TEXT
....

Windsurf vs Cline (May 2026): Full IDE vs Open-Source Agent Extension

Windsurf is a polished standalone AI IDE with the Cascade flow agent. Cline is a free open-source VS Code extension you point at your own model API. One is a product you adopt; the other is an agent you bolt onto the editor you already use. Here's who wins at what.

Who wins at what

Out-of-the-box polish
Windsurf
Open source and self-hostable workflow
Cline
Cost control / no subscription
Cline
Cascade-style continuous flow
Windsurf
Bring-your-own-model freedom
Cline
Enterprise support and SLAs
Windsurf
Transparent token metering
Cline
Staying in your existing VS Code setup
Cline

# Windsurf vs Cline: Full IDE vs Open-Source Agent Extension (May 2026) Windsurf and Cline both want to be the AI that writes code with you, but they're different kinds of thing. Windsurf is a complete, polished AI-native IDE — you install it, it manages model access, and its Cascade agent flows across your files. Cline is a free, open-source VS Code extension you bolt onto the editor you already use and point at your own model API. This isn't "which agent is smarter." It's "do you want a product you adopt, or an agent you assemble?" The table below picks winners by dimension.

....

WHAT IS NEEDED
State whether each statement agrees with the comparison of Windsurf and Cline, answering yes or no and quoting the exact words of the comparison that decide it. 1. Cline requires a paid subscription. 2. Windsurf handles model access on its own. 3. The comparison presents itself as a contest over which agent is smarter.

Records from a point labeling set

....

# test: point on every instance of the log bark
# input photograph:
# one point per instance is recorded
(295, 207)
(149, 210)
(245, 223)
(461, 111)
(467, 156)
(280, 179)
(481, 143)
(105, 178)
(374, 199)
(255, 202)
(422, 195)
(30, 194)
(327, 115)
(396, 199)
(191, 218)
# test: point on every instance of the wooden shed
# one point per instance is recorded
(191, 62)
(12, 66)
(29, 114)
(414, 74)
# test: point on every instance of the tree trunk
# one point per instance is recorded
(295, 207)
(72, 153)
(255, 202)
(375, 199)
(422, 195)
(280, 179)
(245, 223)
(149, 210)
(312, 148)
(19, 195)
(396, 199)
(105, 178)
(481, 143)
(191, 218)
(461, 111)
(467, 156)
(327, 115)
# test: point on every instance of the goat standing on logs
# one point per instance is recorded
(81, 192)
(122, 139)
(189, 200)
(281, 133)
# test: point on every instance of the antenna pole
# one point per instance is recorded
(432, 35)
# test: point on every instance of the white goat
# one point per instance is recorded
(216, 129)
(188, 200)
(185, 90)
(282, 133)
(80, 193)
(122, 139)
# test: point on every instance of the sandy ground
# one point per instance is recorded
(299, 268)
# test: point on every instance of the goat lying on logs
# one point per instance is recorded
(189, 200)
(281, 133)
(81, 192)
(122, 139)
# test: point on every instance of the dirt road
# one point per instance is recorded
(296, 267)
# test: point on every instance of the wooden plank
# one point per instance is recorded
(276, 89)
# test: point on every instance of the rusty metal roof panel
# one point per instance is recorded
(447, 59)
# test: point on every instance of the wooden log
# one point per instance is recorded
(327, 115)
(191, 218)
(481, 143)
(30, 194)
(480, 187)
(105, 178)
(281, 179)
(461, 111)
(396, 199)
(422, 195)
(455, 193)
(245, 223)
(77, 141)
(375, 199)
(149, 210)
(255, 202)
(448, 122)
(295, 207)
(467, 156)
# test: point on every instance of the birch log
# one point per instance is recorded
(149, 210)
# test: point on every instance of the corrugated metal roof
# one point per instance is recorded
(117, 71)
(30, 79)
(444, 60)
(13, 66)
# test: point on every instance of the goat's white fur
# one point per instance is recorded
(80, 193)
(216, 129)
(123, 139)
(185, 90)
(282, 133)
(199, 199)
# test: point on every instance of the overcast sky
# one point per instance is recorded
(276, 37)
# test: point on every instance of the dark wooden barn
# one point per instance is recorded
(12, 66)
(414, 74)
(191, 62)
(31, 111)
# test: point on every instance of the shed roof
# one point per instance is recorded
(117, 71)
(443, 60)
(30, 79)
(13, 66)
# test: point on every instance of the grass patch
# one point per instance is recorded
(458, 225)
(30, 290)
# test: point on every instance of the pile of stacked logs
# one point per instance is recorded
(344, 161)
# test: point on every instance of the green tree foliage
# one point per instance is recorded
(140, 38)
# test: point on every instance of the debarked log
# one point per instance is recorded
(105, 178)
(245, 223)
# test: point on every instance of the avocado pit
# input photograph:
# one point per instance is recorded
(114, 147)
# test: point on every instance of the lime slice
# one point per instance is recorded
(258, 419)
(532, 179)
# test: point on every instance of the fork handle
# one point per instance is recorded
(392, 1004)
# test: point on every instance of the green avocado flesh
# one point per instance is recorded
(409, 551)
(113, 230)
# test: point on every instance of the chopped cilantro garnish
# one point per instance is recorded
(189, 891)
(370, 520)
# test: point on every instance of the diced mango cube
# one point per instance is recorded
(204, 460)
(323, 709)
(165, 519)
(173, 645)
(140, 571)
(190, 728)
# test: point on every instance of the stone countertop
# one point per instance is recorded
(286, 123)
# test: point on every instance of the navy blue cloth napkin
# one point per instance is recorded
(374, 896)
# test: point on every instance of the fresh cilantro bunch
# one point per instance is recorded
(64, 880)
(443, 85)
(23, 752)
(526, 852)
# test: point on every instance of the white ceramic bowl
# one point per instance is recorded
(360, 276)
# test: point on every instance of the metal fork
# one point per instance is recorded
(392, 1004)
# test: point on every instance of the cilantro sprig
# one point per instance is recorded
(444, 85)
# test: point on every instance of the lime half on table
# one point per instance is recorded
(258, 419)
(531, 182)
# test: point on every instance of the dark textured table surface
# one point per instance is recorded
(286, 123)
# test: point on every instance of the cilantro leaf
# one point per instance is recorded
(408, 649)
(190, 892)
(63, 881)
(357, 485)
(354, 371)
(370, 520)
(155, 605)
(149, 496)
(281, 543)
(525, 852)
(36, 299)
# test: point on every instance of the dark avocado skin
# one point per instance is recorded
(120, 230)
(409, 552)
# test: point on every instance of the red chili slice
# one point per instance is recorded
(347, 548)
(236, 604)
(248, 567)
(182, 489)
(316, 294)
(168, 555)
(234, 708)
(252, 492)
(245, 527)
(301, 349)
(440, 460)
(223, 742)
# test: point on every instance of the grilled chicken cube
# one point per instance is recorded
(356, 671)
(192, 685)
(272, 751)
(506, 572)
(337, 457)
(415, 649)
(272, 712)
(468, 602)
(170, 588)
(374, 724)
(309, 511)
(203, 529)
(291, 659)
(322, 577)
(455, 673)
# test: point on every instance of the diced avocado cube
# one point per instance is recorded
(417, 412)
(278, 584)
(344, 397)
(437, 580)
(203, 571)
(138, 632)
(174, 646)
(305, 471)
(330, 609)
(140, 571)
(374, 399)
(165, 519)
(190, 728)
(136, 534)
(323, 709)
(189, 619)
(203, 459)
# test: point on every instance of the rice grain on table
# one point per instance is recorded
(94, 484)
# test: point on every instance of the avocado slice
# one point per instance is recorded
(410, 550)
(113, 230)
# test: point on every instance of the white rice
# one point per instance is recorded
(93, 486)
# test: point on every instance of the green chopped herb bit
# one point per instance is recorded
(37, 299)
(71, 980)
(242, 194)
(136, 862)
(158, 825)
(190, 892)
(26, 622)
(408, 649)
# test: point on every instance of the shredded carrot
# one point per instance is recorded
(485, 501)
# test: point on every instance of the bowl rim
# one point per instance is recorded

....

OUTPUT FOR THIS TASK
1. No: "Cline is a free open-source VS Code extension you point at your own model API."
2. Yes: "you install it, it manages model access"
3. No: "This isn't "which agent is smarter.""